***** PROVIDED INFORMATION

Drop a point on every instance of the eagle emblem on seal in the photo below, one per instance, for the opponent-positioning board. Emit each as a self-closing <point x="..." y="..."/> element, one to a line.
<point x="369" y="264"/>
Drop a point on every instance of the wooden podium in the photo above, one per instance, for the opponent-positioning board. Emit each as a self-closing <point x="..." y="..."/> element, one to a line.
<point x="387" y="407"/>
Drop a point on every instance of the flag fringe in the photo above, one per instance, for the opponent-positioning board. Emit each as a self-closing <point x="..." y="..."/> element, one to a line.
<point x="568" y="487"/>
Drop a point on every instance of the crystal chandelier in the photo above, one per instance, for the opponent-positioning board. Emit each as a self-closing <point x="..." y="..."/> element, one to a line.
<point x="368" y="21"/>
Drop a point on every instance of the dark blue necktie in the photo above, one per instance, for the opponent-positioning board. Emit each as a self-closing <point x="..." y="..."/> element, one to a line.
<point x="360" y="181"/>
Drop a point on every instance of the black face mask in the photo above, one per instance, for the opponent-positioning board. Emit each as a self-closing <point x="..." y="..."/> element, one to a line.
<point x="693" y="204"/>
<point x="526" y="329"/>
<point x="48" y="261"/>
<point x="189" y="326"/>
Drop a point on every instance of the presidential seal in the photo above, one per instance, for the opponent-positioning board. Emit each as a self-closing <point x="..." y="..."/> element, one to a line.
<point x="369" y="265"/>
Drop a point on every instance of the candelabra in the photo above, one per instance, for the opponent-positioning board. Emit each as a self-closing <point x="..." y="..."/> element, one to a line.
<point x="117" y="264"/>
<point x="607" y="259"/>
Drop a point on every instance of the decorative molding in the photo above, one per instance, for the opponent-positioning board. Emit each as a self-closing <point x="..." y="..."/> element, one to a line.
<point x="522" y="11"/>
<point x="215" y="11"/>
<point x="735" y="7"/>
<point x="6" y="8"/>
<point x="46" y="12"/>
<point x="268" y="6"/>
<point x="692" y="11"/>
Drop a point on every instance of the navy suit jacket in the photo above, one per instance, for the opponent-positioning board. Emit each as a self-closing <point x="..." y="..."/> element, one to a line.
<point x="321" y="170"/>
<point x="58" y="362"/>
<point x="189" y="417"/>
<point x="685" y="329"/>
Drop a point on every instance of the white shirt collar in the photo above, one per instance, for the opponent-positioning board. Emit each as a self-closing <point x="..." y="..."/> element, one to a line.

**********
***** PROVIDED INFORMATION

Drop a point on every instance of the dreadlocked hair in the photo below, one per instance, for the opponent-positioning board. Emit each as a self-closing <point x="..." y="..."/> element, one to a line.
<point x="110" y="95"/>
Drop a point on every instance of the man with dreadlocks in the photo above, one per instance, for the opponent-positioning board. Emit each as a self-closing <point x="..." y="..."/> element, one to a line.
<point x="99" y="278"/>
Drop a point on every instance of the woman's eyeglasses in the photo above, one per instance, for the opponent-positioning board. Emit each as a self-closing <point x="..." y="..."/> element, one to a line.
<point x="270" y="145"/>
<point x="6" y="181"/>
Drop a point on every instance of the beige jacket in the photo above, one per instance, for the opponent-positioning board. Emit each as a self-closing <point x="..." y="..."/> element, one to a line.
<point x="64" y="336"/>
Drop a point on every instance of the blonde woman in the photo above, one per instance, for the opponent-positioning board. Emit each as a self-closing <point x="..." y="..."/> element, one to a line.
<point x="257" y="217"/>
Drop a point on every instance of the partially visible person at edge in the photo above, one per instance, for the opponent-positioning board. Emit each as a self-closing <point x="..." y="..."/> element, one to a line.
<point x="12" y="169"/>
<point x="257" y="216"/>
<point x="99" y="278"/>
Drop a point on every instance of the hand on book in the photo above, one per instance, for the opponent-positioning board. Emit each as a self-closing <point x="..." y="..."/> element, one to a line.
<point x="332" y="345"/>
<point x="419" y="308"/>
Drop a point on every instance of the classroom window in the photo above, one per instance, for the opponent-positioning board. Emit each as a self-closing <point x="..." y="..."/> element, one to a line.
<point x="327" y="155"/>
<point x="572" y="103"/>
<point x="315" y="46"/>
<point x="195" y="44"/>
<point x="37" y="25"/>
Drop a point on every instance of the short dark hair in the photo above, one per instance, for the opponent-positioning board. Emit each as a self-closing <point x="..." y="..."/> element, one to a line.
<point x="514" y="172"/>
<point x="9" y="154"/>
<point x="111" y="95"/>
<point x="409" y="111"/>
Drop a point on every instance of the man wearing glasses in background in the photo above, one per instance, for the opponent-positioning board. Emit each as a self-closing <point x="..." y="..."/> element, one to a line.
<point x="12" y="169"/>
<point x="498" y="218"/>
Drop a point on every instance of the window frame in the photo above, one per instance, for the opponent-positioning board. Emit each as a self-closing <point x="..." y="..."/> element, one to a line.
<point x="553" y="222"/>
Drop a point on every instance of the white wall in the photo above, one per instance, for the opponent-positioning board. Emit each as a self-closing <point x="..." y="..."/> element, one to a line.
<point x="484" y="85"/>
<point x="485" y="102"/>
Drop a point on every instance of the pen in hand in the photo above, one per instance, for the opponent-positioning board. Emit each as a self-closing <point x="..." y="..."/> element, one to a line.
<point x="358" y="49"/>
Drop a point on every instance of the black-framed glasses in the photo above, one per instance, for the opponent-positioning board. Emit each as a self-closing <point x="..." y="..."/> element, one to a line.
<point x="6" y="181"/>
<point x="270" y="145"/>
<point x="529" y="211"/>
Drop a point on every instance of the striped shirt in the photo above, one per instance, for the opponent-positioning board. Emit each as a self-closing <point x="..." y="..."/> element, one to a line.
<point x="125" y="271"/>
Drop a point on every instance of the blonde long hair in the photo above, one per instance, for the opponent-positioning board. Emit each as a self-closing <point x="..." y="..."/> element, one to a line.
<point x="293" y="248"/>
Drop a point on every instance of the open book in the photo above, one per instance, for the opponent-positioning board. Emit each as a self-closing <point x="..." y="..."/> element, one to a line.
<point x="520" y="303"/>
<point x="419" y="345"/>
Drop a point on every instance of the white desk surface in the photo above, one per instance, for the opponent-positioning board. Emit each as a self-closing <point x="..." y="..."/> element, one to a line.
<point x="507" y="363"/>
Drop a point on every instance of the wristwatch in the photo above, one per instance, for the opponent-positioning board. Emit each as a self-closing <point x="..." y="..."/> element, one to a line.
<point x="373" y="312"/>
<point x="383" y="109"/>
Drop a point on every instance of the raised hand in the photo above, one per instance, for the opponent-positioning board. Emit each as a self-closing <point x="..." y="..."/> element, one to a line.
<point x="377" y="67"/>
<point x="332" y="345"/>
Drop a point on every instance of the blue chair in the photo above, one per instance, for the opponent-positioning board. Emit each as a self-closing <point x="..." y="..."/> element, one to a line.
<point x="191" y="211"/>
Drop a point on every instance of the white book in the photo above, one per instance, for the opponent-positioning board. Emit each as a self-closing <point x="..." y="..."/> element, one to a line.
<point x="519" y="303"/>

**********

#### GOAL:
Please copy the listing's lines unchanged, starting at the line that contains "Drop a point on every instance of the candelabra" and ending at the line that contains "Drop a point on every instance of the white shirt", with both of those lines included.

#### COMPLETED EXERCISE:
Drop a point on every instance of the candelabra in the photo above, one per instance, for the opponent-positioning board. Emit each as a self-closing <point x="..." y="..."/> element, one to a line.
<point x="117" y="264"/>
<point x="607" y="259"/>
Drop a point on every instance of the decorative molding in the photo above, one per instance, for the opponent-positioning board. Emit each as a self-closing <point x="..." y="..."/> element, one to a line.
<point x="522" y="11"/>
<point x="215" y="11"/>
<point x="735" y="7"/>
<point x="6" y="8"/>
<point x="46" y="12"/>
<point x="268" y="6"/>
<point x="692" y="11"/>
Drop a point on every instance of the navy suit jacket in the photo above, one per instance, for the opponent-positioning board. Emit each as a self-closing <point x="..." y="..."/> element, one to a line.
<point x="321" y="170"/>
<point x="58" y="362"/>
<point x="189" y="417"/>
<point x="685" y="329"/>
Drop a point on every instance of the white shirt collar in the photo above, one per instance, for the opponent-positioning board. Emit each as a self-closing <point x="..." y="..."/> element, one to a line.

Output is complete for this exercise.